図2】添加剤としてNaHCOを使用した凍結乾燥製剤および本発明に従って調製した凍結乾燥製剤におけるエルタペネムの純度の変化を、調製時および室温での保存中に測定した結果を示す。
図3】添加剤としてNaHCOを使用した凍結乾燥製剤および本発明に従って調製した凍結乾燥製剤におけるエルタペネムの純度の変化を、調製時および加速条件下(40℃、RH75%)での保存中に測定した結果を示す。
【発明を実施するための形態】
【0013】
本発明は、エルタペネム含有凍結乾燥製剤の製造方法であって、
(a)ヒドロキシプロピル−β−シクロデキストリンの溶液のpHを6.5〜8.0の範囲に維持しながら、該溶液にエルタペネムまたはその薬学的に許容可能な塩を溶解する工程;および
(b)工程(a)で得られた溶液を凍結乾燥する工程を含む方法を提供する。
【0014】
ヒドロキシプロピル−β−シクロデキストリンが、凍結乾燥工程において凍結保護剤(すなわち凍結保護物質)として機能するのみならず、エルタペネム含有凍結乾燥製剤の安定化剤としても機能できることが本発明によって見出された。さらに、前記二酸化炭素源を含有する溶液との比較において、他の多価アルコールを含有する溶液は、ヒドロキシプロピル−β−シクロデキストリンとは異なり、安定化効果を提供することができないことが本発明によって見出された。また、特に他のカルバペネム系抗生物質(例えばドリペネムおよびメロペネム)を含有する凍結乾燥製剤においては、ヒドロキシプロピル−β−シクロデキストリンは凍結保護剤としても安定化剤としても機能せず、エルタペネムを含有する凍結乾燥製剤とは異なることが本発明によって見出された。したがって、前記特定のカルバペネム系抗生物質、すなわちエルタペネムを含有する凍結乾燥製剤において、特定の多価アルコール、すなわちヒドロキシプロピル−β−シクロデキストリンのみが凍結保護剤および安定化剤として機能する。

________________

» 作成内容
本文から、「図2】添加剤としてNaHCO」を含む語句で始まり「75%)での保存中に測定した結果を示す。」で終わる部分を、一字も変えずに抜き出してください。 このリストは本文の内容とは関係がありません。

________________

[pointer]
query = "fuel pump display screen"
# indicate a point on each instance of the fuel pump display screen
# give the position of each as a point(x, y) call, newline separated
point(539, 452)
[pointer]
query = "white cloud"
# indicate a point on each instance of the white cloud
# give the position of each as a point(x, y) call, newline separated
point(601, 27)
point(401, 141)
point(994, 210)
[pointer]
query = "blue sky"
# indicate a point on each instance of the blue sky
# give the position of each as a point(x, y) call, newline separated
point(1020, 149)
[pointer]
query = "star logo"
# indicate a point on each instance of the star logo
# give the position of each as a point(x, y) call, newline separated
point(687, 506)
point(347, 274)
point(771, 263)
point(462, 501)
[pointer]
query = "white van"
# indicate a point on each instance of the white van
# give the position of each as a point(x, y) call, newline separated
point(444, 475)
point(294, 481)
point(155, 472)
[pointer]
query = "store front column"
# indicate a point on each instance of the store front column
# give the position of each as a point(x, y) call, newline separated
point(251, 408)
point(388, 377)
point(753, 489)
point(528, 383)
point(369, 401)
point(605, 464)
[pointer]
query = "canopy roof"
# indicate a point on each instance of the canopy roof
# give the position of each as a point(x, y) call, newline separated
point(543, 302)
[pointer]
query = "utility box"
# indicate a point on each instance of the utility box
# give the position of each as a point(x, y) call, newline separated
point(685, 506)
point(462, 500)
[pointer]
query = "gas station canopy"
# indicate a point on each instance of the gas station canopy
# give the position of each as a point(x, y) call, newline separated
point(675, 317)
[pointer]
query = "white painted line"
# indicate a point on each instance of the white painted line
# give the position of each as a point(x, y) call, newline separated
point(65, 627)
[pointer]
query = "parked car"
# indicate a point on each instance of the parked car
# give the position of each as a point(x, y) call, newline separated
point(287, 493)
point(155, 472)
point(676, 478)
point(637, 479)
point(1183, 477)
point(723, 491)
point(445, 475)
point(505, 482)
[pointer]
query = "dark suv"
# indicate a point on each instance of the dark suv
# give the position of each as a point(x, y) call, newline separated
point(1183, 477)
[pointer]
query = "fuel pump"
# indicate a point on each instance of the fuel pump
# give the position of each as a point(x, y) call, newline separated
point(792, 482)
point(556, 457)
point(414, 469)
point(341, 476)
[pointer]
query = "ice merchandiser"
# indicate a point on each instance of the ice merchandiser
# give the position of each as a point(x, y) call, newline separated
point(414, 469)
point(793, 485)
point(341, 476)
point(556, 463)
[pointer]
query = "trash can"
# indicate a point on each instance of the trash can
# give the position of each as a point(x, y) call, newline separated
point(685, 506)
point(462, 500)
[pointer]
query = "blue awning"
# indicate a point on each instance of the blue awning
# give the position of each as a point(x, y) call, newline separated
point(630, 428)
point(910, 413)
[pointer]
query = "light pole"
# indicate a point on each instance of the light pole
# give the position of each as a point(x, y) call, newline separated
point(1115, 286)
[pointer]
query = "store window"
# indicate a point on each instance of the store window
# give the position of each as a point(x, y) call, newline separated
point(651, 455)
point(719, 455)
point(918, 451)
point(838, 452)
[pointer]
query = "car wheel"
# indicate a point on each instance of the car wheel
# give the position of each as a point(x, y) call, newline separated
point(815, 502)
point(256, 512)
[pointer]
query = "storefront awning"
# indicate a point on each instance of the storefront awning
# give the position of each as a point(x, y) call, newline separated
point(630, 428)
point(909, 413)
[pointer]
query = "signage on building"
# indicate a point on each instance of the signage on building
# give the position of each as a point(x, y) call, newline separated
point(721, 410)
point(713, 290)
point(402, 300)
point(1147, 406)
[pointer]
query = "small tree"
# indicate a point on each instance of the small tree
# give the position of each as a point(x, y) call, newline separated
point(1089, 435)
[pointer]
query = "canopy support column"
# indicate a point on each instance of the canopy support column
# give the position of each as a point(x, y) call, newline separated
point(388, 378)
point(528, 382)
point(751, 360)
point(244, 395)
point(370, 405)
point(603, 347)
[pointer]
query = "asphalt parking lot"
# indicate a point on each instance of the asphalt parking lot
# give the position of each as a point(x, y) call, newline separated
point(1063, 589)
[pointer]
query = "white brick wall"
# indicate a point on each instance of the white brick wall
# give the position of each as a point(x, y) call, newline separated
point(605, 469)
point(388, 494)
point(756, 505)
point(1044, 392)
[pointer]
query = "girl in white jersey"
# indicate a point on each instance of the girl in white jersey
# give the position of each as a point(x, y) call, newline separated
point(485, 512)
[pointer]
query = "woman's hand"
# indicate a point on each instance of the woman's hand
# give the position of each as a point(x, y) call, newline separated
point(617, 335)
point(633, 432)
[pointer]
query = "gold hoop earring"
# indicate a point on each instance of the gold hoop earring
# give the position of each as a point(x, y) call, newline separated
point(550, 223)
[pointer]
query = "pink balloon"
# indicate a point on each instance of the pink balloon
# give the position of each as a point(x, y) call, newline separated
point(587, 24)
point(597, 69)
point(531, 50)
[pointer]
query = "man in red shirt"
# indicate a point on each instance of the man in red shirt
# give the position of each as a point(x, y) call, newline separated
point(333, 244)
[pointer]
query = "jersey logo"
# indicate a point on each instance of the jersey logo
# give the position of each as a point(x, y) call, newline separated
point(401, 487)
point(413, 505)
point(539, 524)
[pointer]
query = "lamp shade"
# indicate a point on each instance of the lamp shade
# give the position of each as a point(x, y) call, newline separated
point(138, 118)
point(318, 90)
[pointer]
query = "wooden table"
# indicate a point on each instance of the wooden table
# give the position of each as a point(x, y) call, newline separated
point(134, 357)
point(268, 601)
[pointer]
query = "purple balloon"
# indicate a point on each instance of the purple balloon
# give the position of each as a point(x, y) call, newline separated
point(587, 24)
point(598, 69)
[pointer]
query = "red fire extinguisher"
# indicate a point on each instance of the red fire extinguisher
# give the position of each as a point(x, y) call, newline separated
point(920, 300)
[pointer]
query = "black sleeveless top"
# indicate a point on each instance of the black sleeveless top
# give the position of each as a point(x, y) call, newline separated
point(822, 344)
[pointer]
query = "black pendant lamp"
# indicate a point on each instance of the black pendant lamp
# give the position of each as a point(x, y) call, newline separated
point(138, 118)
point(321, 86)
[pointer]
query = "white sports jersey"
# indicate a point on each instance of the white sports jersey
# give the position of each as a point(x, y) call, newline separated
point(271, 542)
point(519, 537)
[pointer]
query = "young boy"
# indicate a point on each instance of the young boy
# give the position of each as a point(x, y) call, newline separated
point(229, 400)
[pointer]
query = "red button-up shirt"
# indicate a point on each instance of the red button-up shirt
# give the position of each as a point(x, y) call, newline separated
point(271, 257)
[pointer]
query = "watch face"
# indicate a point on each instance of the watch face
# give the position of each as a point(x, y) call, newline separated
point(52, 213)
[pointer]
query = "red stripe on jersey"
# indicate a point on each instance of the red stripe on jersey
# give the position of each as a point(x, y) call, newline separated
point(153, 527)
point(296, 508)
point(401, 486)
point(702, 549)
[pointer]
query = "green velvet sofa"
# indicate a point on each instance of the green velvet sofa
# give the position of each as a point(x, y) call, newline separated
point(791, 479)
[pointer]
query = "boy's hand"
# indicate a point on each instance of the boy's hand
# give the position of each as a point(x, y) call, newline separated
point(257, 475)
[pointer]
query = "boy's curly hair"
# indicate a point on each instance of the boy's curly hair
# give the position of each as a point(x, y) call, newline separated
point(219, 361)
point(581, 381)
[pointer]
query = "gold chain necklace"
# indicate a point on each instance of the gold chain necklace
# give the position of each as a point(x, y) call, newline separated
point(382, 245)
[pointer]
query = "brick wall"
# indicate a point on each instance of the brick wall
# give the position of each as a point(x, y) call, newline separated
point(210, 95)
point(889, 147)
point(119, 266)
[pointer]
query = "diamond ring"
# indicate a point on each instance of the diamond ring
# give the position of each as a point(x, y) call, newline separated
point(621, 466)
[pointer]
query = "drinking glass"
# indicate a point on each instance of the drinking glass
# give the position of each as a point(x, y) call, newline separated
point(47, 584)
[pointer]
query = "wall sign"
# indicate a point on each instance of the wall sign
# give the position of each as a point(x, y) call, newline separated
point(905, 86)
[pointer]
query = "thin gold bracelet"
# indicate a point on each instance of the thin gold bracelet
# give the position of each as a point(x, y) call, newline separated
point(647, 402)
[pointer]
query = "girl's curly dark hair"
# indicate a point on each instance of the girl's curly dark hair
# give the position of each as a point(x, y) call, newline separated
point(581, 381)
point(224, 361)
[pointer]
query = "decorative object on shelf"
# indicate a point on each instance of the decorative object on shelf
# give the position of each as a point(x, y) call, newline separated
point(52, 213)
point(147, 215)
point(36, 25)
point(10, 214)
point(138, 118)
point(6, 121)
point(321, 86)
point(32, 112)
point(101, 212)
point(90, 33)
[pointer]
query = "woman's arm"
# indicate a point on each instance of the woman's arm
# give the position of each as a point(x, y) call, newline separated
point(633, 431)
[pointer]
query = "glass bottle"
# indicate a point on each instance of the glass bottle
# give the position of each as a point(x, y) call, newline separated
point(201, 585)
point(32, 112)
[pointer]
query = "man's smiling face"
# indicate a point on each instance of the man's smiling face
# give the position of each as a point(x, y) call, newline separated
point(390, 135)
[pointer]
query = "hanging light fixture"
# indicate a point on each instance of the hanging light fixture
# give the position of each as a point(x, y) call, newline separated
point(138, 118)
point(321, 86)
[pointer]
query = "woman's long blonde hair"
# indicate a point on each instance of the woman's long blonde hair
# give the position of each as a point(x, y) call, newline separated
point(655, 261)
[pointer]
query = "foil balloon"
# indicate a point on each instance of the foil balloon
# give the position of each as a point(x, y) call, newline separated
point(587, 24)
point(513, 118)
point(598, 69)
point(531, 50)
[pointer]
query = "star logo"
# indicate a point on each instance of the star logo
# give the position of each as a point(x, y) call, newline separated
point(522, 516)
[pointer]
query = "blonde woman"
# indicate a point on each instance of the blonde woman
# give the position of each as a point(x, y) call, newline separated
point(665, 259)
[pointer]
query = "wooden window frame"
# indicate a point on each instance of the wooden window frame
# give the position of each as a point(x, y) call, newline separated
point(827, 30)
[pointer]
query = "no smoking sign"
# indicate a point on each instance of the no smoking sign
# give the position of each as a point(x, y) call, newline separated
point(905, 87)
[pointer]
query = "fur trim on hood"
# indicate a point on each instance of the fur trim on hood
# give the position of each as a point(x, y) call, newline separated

________________

» 解答
図2】添加剤としてNaHCOを使用した凍結乾燥製剤および本発明に従って調製した凍結乾燥製剤におけるエルタペネムの純度の変化を、調製時および室温での保存中に測定した結果を示す。
図3】添加剤としてNaHCOを使用した凍結乾燥製剤および本発明に従って調製した凍結乾燥製剤におけるエルタペネムの純度の変化を、調製時および加速条件下(40℃、RH75%)での保存中に測定した結果を示す。